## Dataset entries
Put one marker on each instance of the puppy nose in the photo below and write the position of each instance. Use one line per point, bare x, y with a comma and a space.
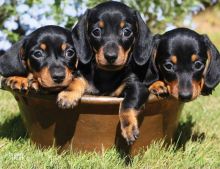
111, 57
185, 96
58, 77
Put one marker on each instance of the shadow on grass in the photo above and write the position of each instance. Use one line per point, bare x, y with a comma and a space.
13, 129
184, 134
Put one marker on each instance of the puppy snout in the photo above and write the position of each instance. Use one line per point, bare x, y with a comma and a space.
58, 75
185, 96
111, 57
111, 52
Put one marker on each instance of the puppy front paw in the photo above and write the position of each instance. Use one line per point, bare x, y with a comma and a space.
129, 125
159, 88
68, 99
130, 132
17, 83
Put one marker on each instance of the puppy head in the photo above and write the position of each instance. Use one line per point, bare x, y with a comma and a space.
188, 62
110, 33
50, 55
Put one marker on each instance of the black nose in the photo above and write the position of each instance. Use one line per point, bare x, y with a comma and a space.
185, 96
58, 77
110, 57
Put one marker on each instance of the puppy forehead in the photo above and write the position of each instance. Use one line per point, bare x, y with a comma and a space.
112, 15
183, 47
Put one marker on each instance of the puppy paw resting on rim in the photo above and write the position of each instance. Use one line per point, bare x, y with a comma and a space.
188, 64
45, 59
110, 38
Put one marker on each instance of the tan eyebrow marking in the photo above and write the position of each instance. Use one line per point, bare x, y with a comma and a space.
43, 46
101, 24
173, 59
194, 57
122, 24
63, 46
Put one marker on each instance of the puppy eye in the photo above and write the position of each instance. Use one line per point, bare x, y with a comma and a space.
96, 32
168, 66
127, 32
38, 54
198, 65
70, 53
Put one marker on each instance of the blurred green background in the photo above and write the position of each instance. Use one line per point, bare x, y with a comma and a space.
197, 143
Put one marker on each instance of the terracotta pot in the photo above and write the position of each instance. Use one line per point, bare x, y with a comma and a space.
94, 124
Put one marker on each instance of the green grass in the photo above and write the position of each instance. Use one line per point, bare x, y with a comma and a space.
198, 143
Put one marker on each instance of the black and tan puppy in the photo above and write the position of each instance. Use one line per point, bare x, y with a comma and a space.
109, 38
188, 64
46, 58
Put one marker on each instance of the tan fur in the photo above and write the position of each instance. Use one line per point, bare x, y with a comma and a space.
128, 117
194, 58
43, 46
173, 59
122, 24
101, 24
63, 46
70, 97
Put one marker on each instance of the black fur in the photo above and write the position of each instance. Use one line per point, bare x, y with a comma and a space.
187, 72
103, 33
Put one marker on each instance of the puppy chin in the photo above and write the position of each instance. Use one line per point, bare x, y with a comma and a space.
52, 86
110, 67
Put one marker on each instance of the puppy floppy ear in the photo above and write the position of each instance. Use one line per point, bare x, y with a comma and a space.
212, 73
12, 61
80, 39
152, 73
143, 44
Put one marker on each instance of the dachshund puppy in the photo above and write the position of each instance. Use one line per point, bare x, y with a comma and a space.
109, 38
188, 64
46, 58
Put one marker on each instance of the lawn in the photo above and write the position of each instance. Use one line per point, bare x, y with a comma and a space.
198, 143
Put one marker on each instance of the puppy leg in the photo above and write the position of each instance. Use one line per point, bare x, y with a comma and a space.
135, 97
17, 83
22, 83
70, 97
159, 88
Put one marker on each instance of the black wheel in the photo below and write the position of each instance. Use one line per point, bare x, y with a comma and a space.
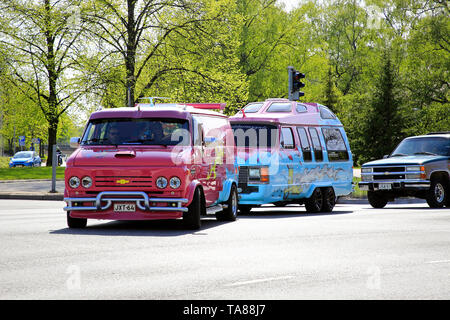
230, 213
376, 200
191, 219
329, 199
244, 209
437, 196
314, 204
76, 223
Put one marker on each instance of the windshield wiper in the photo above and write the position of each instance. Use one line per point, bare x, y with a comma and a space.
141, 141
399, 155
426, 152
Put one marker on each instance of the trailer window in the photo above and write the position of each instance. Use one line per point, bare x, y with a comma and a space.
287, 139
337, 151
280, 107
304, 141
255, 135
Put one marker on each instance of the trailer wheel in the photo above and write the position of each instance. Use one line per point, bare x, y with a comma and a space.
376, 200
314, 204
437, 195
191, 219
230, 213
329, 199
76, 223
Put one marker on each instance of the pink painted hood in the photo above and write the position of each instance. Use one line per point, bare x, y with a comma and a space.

## TASK TO COMPLETE
Pictures stay out; reproduce every line of the records exactly.

## ANSWER BOX
Put one marker on each instance of the puppy nose in the photo below and write the position of each instance. Use one line per point, bare x, y with a comma and a space.
111, 57
185, 96
58, 77
Put one marker on each instance of the shadow on grass in the photo above and write the position of each instance. Use one line per point, bare x, y with a comma and a space.
13, 129
184, 134
Put one marker on each instance of the puppy snout in the photo above and write the position of each instance. Use one line per point, bare x, y with a comma and a space.
58, 75
185, 96
111, 57
111, 52
Put one marker on each instance of the puppy front paw in the photo above and write the position of each instance. Use one line per point, bare x, y with a comma and a space.
129, 125
159, 88
68, 99
130, 132
17, 83
Put one marker on each instance of the puppy head in the photo above and write the position of each instance. Use one line per point, bare x, y with a comma and a space.
188, 62
110, 33
50, 55
Put one marker on each instance of the black nose in the photo above and write the position of each instance. Use one line per point, bare x, y with a comma and a space.
185, 96
58, 77
110, 57
Put one marker on each instance of the puppy forehead in the photo above and write the position of each instance. Use one line per point, bare x, y with a comma and a space.
112, 15
183, 47
Put one marker on each instance of the puppy paw resting on rim in the photo above and write the position of each instance. Use one line per point, bare x, y with a comma and a space.
188, 64
45, 59
110, 38
Put one marker on each instance of the tan eyebrow marking in the photo above and write the position of each instance. Use one line per point, bare x, y with a comma and a space.
43, 46
101, 24
173, 59
194, 57
122, 24
63, 46
Put one marker on each instance of the puppy eye in the photo above and write the position of each instance. Use one line per point, bare x, y with a comma and a space.
96, 32
168, 66
127, 32
38, 54
198, 65
70, 53
Put one marker on each instance of the blurred green background in the photo above and write the position of each instance. Use one line per point, bare x, y with a comma and a space.
197, 143
Put one marker on each instance of the terracotta pot in the photo above and write the position of each instance. Use one line per point, bare x, y with a comma and a space.
94, 124
Put one marker on each instance of the green grass in the photo above and write the position of each instance. Use one line per point, bare x, y with a comma and a space.
198, 143
Put one marker on each instance of the black and tan puppy in the photo above and write the position of each instance. Use one line per point, bare x, y with a comma and a space.
109, 38
188, 64
46, 58
Put one marker on each instance of the tan fur in the photo above and write the position of each instance. Use one line per point, bare x, y with a comma and a space.
128, 117
194, 58
43, 46
173, 59
122, 24
101, 24
63, 46
70, 97
Put one marker on each instance of the black fur in the photo above and write the position of each instance. Use one line per point, bare x, y with a comma and a space.
187, 72
103, 33
Put one marker on each instance of the puppy chin in the photo above and write the position of each instance. Use one line per point, bare x, y with a comma and a space.
52, 86
110, 67
Put one marker on each instance of the puppy floppy ear in the photo above and write the position of each instance. Use one line per point, bare x, y with a comma and a space.
212, 73
12, 61
80, 39
152, 73
143, 44
Put one marker on each instance of the dachshund puppy in the photo above and write the position of each instance. Use one line per point, bare x, y with a comma and a space.
109, 38
188, 64
46, 58
Put one marker on each instance of the lawn in the photo above and write the position of each instance. Use one line per point, bare x, y with a comma and a space.
198, 143
Put one marker on each instance of the puppy leg in the photo above and write the position of each instance. Use one line per point, bare x, y with a comma and a space.
135, 97
17, 83
22, 83
70, 97
159, 88
Put one marker on each instance of the black wheel in the photo below and write the position of each instance. Use one line per point, bare x, y with a comma and a space.
230, 213
376, 200
191, 219
329, 199
244, 209
437, 196
314, 204
76, 223
Put one marker on each instance of the windshield wiper in the photo above and write the position of each instance. Use one line per point, bare x, y with a comma and a space.
141, 141
399, 155
426, 152
Put one marker on each instance of the trailer window in the photo above and write the position of each instance. Use one line per point, bare x, y with a comma and a space.
287, 139
337, 151
280, 107
304, 141
255, 135
Put one marker on each instance of the trailer wheel in the photo above and write the position of each instance. Use one line per point, bare x, y with a comma and a space.
376, 200
314, 204
437, 195
191, 219
230, 213
329, 199
76, 223
Put one marker on each instance of the pink painted hood in the photo above and write the position of each instance. Use one line per point, bare x, y with a comma and a space.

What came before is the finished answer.